Stated exercise 1 -
In the music download news, when did Label Mobile begin its service on KDDI?
Stated exercise 2 -
Reproduce a passage from the music download news word for word, starting at the words "It is estimated" and ending after "cartel-like behavior.".

Page -
____
From June 9-17, a promotional campaign will run allowing users to
sample songs from the service for free. Songs downloaded during
this time will be playable for 24 hours. The current 'Napster to
Go' service is also being extended to support the new 904i DoCoMo
models.
view source

** Label Mobile records 100 million full-song downloads
In brief: On May 21, Label Mobile announced that it had recorded
a total of 100 million paid full-song downloads since starting
the service on KDDI in November 2004. This figure includes
downloads from not only KDDI, but also SoftBank and NTT DoCoMo.
It is estimated that over 75% of all full-song downloads in Japan
come from the Label Mobile site. Label Mobile is joint venture of
record labels in Japan, and has also been the target of an
ongoing investigation by the Japanese Fair Trade Commission for
cartel-like behavior.
____
(Rows from a box-labeling dataset)
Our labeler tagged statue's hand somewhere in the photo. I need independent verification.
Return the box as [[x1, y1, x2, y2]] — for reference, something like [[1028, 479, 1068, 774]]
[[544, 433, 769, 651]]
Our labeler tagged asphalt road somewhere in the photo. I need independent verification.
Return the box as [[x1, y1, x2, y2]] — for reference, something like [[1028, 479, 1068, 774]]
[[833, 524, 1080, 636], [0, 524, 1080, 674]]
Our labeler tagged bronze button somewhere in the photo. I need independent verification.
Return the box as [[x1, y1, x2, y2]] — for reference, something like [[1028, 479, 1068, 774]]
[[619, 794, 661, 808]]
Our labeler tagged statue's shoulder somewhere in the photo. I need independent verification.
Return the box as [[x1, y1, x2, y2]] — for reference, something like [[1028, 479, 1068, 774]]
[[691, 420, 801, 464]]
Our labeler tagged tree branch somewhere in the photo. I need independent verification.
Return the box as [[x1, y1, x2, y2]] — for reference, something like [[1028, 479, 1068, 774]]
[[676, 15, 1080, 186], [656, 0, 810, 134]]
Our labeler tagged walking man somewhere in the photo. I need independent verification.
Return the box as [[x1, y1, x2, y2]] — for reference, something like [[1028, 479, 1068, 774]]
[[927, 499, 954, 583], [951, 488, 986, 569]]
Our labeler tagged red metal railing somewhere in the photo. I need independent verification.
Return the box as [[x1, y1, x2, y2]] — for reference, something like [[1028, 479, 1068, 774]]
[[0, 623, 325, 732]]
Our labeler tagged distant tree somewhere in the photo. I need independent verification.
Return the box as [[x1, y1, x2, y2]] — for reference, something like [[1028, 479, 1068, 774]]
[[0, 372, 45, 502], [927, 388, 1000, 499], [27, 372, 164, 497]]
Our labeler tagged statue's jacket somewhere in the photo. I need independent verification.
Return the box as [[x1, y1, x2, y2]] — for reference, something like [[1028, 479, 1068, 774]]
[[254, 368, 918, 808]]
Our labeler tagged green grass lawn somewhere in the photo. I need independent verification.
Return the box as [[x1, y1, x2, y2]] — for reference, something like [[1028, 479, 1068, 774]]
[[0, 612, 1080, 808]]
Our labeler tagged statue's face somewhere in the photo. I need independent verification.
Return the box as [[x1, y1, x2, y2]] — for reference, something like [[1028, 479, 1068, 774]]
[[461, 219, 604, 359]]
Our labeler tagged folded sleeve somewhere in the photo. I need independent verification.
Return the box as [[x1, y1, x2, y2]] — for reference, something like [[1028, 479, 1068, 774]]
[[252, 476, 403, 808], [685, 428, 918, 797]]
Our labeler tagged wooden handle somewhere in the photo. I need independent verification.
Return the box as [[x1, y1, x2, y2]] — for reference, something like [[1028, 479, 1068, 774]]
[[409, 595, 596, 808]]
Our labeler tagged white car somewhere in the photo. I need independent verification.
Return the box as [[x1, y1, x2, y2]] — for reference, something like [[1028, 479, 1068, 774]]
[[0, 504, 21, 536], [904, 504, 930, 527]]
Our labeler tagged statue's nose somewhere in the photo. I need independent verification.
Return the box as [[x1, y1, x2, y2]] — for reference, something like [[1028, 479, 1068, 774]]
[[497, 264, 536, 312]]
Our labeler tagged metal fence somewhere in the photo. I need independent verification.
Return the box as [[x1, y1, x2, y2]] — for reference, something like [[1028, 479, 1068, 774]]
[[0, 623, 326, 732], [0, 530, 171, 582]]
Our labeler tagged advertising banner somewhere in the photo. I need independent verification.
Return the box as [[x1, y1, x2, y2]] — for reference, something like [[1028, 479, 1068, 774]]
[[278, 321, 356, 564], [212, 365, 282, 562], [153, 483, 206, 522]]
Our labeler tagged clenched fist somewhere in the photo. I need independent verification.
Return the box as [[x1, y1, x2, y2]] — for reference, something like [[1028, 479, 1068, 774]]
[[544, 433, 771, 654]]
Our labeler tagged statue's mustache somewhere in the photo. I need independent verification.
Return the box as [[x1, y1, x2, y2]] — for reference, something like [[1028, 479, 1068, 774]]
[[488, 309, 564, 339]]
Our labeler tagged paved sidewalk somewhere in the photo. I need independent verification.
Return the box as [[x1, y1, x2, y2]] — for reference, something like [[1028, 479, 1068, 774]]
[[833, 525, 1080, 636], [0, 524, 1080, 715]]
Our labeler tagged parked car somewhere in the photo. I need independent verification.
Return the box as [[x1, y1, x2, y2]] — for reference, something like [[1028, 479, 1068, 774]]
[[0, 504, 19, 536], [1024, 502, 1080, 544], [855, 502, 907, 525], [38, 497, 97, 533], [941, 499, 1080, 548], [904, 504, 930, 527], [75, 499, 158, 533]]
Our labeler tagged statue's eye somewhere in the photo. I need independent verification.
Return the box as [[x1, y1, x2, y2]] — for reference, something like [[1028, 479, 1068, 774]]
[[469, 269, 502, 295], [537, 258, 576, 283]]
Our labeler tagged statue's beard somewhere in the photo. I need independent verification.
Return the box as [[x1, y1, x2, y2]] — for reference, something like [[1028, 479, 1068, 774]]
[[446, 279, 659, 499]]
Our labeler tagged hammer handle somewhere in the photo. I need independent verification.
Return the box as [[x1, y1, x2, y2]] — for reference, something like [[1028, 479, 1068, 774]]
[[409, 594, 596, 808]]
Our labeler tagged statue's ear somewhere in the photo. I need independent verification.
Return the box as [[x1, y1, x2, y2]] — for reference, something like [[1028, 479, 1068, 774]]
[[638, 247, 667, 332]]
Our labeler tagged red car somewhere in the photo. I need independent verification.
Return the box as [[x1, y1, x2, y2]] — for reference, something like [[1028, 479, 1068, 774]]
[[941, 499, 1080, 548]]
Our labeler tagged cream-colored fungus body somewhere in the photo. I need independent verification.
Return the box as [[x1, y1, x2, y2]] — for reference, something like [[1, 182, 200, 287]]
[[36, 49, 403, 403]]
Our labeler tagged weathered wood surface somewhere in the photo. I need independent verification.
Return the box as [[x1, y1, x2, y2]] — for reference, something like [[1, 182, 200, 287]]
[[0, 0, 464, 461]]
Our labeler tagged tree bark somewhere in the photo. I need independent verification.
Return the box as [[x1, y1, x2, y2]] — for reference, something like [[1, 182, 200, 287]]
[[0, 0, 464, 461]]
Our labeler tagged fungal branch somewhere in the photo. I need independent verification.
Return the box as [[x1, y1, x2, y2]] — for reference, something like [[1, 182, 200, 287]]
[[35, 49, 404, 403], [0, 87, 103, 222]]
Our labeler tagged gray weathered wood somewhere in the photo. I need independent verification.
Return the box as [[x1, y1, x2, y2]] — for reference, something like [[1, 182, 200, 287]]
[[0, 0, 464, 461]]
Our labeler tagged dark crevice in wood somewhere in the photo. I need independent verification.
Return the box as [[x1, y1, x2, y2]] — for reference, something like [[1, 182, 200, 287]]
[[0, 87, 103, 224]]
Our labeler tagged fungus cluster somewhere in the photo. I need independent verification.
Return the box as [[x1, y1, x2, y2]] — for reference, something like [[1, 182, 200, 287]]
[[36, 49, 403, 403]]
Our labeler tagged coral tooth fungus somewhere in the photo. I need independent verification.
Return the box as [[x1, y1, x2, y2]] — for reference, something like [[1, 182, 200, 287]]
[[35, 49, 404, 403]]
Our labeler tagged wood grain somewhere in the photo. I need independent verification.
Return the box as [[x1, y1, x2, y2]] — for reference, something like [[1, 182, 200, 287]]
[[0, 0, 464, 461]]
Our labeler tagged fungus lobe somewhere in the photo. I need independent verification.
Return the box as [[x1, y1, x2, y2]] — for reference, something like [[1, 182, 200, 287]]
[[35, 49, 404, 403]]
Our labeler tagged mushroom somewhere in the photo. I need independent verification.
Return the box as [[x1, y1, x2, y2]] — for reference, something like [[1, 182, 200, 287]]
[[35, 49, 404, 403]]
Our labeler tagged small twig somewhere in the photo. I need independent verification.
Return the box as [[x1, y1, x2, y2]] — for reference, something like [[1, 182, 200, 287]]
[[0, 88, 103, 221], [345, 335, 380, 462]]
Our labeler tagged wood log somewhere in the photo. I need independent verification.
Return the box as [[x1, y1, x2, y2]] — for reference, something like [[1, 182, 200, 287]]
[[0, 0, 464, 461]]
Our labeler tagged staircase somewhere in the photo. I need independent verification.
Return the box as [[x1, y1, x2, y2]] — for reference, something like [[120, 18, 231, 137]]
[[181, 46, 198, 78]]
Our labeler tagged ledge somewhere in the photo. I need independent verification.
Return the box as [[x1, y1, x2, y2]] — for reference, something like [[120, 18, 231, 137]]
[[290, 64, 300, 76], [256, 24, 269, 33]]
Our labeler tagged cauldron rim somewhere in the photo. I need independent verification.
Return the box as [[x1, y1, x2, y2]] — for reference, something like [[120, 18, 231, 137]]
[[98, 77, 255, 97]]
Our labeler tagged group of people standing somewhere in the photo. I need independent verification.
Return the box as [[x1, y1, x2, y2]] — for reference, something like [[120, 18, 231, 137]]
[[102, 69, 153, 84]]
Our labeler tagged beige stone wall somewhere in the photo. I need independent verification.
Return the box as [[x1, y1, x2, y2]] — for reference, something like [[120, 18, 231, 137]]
____
Reply 1 -
November 2004

Reply 2 -
It is estimated that over 75% of all full-song downloads in Japan
come from the Label Mobile site. Label Mobile is joint venture of
record labels in Japan, and has also been the target of an
ongoing investigation by the Japanese Fair Trade Commission for
cartel-like behavior.